● PROMPT: Copy, from the entries below, each line where the word "shoe" can be found.
■ ■ ■ ■ ■
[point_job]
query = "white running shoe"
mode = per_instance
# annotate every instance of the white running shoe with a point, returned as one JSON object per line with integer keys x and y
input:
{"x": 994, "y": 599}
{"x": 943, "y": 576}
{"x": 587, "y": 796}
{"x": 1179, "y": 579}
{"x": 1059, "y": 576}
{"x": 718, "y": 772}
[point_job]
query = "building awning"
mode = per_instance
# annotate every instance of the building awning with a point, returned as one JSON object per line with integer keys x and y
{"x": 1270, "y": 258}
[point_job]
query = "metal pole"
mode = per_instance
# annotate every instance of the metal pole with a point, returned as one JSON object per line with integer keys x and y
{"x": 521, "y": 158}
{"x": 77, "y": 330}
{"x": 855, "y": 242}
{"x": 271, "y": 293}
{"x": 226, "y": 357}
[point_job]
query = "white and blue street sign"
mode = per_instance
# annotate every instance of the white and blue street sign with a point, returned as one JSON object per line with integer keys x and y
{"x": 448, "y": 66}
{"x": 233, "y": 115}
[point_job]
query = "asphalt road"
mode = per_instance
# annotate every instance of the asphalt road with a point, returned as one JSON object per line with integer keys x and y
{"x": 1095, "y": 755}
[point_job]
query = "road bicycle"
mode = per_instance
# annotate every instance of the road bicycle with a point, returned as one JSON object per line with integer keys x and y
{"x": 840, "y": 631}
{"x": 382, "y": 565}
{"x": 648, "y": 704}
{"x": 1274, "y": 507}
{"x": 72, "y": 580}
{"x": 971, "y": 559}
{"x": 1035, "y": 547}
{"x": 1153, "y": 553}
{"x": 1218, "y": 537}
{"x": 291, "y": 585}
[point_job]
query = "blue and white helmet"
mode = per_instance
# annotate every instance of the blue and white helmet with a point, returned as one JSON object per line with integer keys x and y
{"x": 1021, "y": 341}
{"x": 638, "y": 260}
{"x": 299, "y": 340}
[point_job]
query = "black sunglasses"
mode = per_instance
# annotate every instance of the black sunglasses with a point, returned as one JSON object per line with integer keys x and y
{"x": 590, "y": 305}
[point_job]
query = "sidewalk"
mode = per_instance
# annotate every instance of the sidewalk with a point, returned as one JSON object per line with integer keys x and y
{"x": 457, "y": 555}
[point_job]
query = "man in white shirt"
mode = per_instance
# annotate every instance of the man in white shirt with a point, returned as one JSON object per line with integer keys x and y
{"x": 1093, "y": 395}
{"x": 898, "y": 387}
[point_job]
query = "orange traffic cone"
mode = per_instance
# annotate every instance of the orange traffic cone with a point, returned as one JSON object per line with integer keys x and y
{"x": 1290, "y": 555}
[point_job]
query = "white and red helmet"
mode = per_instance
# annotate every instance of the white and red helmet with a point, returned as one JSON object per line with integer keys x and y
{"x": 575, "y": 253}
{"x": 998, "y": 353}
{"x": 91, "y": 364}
■ ■ ■ ■ ■
● TASK ANSWER:
query = "white running shoe"
# annotate every instance of the white running shoe with a point, returned as one JSON object per line with integer keys x and y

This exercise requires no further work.